═════ STORED ROWS ═════

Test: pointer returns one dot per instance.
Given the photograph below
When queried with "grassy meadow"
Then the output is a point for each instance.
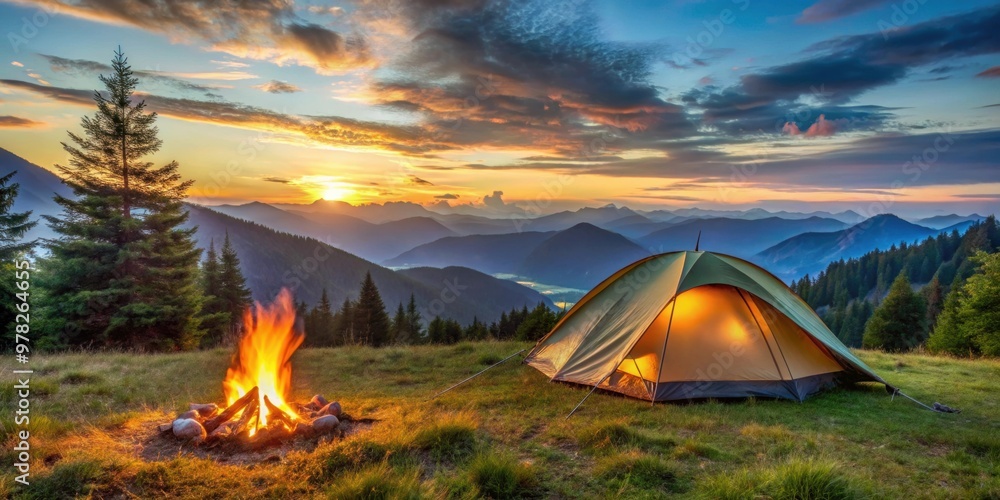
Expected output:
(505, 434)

═════

### TASK DIRECTIONS
Please swap every "instance" in the entries above for "occurrence", keeping everything else unchanged and leaving out the pictures.

### WRITTEN SOLUTION
Test: pointer returns one dot per occurrence.
Given the photograph below
When queried with "grassy meadow"
Then the output is a point for each occurrence.
Expected output:
(505, 434)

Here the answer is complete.